* Objective
Pull out every line in the listing below that contains the word "green". Give each one in full, in the order it appears.

***

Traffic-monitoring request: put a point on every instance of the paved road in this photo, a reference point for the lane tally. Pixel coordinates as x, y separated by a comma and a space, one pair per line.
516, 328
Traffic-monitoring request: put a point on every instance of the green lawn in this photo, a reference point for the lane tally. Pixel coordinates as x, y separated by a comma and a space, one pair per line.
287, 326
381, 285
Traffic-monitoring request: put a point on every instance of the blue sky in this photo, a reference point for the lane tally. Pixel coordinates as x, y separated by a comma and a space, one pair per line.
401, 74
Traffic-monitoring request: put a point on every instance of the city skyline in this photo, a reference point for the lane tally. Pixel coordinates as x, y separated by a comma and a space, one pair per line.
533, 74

***

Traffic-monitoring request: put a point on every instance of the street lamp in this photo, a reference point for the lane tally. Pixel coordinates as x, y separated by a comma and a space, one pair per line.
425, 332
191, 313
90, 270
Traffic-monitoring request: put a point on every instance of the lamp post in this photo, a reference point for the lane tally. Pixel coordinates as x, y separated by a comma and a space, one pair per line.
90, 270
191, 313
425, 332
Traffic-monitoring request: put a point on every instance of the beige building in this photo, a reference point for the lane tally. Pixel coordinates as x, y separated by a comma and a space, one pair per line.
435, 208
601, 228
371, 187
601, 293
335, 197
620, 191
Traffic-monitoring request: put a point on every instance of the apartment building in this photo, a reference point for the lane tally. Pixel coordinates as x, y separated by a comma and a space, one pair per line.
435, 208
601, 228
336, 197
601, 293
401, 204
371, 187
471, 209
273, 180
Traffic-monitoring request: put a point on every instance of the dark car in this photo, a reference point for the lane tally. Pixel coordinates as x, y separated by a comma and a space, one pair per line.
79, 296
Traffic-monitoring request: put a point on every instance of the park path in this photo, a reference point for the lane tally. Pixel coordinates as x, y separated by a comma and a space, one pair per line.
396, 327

***

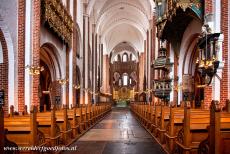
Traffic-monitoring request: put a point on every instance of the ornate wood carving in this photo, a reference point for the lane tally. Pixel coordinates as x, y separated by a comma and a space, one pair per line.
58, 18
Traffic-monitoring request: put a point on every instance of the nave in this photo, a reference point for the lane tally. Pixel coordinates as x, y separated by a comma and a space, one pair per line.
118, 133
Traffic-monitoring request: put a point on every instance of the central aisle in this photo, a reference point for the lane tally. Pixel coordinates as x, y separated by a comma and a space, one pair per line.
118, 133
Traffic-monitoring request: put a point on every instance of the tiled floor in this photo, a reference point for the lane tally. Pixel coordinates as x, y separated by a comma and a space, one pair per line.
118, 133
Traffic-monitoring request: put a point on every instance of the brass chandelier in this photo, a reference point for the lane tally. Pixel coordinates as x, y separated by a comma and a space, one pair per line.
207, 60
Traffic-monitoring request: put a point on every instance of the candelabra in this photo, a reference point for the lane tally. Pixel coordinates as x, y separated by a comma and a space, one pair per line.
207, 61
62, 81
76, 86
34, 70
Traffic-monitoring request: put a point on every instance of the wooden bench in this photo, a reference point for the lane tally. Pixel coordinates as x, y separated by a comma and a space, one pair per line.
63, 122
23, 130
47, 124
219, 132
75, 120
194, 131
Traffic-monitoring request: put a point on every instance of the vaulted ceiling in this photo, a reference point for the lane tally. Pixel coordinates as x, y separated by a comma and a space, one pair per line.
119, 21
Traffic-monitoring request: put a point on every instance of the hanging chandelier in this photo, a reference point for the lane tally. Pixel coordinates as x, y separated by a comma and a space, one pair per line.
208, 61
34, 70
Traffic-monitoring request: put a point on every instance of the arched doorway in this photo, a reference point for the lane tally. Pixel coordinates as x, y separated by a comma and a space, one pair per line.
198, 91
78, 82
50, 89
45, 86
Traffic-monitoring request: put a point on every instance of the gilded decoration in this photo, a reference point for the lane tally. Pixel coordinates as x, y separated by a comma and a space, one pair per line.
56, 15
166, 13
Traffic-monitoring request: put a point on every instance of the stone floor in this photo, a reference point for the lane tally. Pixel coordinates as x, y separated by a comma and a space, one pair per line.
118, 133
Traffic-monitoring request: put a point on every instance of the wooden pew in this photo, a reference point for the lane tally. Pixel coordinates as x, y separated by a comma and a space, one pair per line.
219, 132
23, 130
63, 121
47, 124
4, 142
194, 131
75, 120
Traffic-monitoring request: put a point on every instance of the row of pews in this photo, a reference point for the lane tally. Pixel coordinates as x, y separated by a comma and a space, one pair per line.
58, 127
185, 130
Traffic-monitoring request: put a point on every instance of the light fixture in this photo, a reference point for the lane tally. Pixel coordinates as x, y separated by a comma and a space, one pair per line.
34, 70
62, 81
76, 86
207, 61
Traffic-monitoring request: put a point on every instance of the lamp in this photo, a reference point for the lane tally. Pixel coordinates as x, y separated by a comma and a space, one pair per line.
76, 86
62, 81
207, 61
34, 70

***

* Solution below
Traffic-monitoring request: put a point on every instance of the green lawn in this photo, a reference point for the lane tally. Pixel coordinates as x, y separated by a comma and a space, one pair per line.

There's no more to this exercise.